OC Reilly Blog: Ensuring a Strong Foundation First
By Ray Staudt, Executive Director, Business Development, OC Reilly Inc.
(April 27, 2015)–As health care reform continues to roll and ripple out, providers keep discovering that no part of their systems can avoid feeling some effects. And a consistently shared theme comes in the form of operating at the most cost-efficient levels while ensuring quality care.
“Most hospital and health system finance leaders have accomplished a great deal, on both the cost and the revenue sides, to prepare their organizations for the challenges posed by health care reform, with impressive efforts to improve the bottom line in areas such as the supply chain and revenue cycle,” reads a portion of an article in the March edition of Healthcare Financial Management, titled “Finance Leadership Imperatives in Clinical Redesign. The story continues, “However, with the shift to value-based payment models and continued pressure on payment rates, finance leaders can no longer rely on sound financial management alone to ensure the success of their organizations.”
While the essence of the article deals with including physicians in achieving greater cost-efficiencies in clinical treatment – a phenomenon that undoubtedly will continue to grow in importance – it remains vital for health care systems to maximize gains in their basic business processes first.

┄┄┄┄┄┄┄┄┄┄┄┄┄┄┄┄┄┄┄┄

▸ What to do:
Can you echo everything from "OC Reilly Blog: Ensuring" down to "ensuring quality care." in the blog post on health care reform, word for word?

┄┄┄┄┄┄┄┄┄┄┄┄┄┄┄┄┄┄┄┄

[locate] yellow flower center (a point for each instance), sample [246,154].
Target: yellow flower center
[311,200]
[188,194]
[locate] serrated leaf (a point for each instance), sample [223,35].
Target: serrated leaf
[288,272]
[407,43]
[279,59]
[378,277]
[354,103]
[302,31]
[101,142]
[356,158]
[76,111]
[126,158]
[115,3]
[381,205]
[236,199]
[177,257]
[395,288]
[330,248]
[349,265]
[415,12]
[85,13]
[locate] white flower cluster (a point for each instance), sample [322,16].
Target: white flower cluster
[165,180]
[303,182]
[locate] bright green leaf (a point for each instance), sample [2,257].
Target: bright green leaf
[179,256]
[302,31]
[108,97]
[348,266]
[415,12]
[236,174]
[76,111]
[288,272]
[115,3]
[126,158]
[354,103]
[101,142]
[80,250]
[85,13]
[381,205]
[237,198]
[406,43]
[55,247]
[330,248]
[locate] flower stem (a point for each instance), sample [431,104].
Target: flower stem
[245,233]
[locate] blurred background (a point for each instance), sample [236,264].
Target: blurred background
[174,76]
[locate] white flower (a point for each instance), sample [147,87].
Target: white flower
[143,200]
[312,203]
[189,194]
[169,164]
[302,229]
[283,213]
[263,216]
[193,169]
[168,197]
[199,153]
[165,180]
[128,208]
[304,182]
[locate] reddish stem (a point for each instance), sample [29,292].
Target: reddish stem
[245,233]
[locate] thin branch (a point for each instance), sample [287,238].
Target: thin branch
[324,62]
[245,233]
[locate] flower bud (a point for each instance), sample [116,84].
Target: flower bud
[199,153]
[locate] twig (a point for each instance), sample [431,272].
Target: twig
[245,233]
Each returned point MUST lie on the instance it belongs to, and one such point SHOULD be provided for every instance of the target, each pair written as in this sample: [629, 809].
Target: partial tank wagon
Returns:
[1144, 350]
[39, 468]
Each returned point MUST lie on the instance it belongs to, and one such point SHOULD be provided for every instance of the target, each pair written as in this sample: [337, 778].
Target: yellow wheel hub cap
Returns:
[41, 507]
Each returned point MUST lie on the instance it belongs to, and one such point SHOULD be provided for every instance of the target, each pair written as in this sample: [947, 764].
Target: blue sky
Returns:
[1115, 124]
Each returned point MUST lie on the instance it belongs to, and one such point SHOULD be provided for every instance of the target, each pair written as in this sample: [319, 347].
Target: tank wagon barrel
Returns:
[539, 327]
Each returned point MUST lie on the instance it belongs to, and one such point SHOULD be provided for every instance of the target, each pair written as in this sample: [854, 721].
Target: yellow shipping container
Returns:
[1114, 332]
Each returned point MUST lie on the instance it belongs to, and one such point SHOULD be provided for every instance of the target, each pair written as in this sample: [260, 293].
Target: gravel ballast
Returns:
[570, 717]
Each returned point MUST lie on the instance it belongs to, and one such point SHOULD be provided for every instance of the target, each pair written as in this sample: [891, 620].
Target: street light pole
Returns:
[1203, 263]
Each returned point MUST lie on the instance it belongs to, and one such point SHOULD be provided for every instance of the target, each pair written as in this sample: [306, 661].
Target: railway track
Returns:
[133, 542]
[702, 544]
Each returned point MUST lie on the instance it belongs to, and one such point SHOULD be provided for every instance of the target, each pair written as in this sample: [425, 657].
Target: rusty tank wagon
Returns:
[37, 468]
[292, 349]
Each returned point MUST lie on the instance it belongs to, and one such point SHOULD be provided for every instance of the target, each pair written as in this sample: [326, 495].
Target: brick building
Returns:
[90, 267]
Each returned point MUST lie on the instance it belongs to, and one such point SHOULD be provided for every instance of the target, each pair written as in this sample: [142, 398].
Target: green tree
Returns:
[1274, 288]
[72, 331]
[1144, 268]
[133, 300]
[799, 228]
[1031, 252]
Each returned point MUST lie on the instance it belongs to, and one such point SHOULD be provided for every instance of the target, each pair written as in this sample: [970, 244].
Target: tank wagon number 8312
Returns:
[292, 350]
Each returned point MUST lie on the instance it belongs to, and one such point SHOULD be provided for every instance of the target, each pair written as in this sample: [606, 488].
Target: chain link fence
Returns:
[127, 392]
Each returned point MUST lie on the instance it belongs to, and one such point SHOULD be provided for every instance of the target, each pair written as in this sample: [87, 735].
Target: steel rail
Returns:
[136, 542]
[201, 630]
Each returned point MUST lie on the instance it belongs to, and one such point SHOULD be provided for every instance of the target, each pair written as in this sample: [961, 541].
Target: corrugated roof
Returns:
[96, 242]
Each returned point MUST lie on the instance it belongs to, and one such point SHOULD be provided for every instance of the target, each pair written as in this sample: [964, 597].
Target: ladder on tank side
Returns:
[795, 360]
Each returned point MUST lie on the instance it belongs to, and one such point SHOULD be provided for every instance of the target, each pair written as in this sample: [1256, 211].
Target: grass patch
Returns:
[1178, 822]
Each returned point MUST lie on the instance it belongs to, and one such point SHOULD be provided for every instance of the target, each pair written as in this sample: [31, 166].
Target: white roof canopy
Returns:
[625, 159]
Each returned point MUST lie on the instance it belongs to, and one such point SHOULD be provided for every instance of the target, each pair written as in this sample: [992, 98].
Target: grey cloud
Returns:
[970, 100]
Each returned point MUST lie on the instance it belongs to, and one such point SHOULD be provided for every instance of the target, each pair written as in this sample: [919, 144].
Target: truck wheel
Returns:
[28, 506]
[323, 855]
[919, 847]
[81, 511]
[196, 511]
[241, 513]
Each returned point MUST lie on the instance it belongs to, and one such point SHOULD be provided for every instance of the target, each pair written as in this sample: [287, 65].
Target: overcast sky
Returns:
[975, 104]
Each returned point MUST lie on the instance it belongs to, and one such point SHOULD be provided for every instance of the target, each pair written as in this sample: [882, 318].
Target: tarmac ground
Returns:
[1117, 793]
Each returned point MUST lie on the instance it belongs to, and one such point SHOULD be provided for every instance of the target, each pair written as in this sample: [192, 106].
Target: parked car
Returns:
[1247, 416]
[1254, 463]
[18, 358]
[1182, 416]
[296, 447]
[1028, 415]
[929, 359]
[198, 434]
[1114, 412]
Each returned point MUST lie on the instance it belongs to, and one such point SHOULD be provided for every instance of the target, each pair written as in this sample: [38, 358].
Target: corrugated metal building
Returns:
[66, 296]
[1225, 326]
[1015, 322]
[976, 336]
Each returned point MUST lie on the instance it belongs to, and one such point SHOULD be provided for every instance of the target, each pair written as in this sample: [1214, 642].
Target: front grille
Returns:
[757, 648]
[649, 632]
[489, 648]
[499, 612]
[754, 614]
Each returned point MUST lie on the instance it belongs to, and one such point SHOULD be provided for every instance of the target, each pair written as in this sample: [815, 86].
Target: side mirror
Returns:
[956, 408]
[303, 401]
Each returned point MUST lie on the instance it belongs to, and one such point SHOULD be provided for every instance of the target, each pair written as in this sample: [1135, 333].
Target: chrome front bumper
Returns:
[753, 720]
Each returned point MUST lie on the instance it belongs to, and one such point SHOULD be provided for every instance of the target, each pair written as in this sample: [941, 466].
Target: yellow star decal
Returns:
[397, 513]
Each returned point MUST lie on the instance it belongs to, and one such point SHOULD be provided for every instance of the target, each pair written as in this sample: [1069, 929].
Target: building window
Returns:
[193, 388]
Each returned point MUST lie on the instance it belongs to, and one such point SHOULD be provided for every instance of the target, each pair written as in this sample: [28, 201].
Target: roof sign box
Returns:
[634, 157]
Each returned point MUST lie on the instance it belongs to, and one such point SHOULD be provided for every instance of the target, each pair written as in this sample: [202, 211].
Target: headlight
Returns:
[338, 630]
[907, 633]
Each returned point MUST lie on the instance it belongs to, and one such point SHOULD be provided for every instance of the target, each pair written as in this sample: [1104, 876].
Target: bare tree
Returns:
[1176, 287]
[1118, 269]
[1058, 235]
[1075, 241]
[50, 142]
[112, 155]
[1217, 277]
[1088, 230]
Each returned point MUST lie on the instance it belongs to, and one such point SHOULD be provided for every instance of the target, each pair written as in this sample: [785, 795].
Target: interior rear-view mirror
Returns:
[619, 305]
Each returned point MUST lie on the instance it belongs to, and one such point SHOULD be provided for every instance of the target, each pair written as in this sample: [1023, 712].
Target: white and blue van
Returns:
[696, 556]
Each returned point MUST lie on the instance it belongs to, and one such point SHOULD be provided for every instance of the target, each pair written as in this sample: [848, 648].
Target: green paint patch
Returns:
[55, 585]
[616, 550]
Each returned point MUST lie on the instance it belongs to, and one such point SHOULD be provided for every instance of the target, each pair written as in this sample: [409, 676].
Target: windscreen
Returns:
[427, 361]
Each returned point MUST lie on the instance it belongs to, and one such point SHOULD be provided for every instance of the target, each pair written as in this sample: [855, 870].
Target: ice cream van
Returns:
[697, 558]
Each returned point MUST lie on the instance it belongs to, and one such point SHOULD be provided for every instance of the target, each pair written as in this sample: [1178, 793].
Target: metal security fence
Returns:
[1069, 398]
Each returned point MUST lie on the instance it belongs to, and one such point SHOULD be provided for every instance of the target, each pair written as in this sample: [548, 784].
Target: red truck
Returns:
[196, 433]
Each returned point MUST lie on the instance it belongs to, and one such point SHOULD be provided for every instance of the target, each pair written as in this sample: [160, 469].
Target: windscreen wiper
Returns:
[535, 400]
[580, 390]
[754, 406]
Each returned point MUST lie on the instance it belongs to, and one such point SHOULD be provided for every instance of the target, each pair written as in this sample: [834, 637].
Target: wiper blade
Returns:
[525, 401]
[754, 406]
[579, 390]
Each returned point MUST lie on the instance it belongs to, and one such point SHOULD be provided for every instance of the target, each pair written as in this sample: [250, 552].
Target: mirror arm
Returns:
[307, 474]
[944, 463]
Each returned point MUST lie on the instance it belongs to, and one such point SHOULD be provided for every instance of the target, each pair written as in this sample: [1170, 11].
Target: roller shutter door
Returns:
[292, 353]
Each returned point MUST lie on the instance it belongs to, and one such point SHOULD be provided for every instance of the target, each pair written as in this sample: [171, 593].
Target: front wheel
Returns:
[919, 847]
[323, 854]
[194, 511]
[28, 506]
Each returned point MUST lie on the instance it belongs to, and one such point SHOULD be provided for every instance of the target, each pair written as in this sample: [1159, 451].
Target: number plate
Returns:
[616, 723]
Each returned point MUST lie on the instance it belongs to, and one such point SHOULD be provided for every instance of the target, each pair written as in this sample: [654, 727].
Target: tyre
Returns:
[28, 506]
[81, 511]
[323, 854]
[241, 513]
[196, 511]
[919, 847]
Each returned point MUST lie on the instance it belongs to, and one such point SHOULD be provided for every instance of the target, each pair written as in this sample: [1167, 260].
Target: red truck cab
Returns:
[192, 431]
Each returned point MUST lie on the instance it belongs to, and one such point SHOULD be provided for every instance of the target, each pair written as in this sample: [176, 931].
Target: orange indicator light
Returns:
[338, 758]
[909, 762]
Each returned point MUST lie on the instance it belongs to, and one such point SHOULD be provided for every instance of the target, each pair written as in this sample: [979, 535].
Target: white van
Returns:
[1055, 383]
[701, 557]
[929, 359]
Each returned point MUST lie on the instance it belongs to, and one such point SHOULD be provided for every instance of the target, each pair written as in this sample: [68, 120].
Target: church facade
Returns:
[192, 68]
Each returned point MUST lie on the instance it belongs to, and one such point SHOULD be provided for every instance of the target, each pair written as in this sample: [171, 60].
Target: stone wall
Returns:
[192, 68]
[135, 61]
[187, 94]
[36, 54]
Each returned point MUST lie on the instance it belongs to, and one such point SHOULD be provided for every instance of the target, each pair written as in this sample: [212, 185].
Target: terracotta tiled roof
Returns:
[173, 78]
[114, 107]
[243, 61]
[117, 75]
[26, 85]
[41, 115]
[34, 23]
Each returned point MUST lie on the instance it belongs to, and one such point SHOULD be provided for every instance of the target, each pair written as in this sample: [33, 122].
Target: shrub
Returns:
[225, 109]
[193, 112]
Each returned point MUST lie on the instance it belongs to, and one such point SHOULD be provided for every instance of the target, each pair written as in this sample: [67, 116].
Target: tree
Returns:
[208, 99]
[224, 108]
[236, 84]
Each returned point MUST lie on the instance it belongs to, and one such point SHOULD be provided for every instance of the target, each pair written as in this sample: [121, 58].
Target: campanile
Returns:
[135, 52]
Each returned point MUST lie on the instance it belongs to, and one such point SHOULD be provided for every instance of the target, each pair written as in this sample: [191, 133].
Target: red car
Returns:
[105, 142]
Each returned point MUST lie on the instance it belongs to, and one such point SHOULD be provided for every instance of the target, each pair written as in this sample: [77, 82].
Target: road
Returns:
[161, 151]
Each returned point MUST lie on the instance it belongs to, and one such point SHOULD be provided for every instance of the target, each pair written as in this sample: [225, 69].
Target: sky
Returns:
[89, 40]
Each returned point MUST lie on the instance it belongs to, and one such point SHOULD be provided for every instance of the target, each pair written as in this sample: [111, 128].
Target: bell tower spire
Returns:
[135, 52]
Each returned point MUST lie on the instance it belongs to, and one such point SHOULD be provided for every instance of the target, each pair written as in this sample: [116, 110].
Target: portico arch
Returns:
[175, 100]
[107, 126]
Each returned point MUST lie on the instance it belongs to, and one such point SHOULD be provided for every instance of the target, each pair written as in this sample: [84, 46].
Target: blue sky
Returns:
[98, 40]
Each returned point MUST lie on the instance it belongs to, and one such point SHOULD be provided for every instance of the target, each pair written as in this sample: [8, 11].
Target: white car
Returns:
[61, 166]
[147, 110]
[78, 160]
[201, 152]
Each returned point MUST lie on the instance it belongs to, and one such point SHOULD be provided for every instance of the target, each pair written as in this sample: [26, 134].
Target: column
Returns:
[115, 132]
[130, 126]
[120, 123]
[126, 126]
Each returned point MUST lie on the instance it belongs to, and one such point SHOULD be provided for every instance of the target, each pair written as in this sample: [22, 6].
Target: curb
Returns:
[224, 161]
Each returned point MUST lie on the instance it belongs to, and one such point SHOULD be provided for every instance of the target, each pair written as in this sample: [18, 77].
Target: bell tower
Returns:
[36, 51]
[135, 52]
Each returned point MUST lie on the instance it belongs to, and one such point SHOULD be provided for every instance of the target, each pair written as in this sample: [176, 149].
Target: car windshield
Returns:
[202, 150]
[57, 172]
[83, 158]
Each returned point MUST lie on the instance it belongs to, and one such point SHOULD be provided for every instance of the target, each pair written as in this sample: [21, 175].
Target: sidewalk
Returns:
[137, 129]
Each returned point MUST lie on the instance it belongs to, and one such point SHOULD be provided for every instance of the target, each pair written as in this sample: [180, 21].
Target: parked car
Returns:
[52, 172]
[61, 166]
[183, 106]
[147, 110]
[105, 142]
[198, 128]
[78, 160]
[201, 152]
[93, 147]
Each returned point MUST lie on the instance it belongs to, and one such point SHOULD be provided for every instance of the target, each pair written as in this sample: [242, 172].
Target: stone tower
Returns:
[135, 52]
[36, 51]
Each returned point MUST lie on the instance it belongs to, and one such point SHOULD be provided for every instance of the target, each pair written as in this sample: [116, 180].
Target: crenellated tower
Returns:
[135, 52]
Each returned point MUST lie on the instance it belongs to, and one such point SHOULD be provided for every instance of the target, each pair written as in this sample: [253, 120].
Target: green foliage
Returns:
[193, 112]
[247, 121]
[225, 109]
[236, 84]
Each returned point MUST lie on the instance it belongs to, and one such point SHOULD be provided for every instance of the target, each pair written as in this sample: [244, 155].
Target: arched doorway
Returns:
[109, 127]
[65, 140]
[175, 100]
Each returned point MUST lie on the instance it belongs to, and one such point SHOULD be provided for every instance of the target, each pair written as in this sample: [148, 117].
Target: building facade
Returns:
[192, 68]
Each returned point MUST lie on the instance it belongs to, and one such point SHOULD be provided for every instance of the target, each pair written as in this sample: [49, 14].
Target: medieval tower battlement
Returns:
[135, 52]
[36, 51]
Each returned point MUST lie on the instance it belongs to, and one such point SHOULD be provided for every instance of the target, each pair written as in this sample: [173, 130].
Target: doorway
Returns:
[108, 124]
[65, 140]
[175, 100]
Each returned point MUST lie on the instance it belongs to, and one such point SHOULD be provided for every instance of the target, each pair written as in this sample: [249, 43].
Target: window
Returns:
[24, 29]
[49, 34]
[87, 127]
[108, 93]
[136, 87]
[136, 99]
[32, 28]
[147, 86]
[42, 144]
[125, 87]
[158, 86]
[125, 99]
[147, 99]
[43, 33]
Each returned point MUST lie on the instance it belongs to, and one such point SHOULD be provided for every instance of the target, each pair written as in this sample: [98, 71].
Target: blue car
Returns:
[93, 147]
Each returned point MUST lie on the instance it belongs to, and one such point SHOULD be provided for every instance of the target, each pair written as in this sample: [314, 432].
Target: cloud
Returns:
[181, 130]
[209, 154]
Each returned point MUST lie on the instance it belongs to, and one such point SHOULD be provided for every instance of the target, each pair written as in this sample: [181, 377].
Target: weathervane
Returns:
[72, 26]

┄┄┄┄┄┄┄┄┄┄┄┄┄┄┄┄┄┄┄┄

▸ Solution for this exercise:
OC Reilly Blog: Ensuring a Strong Foundation First
By Ray Staudt, Executive Director, Business Development, OC Reilly Inc.
(April 27, 2015)–As health care reform continues to roll and ripple out, providers keep discovering that no part of their systems can avoid feeling some effects. And a consistently shared theme comes in the form of operating at the most cost-efficient levels while ensuring quality care.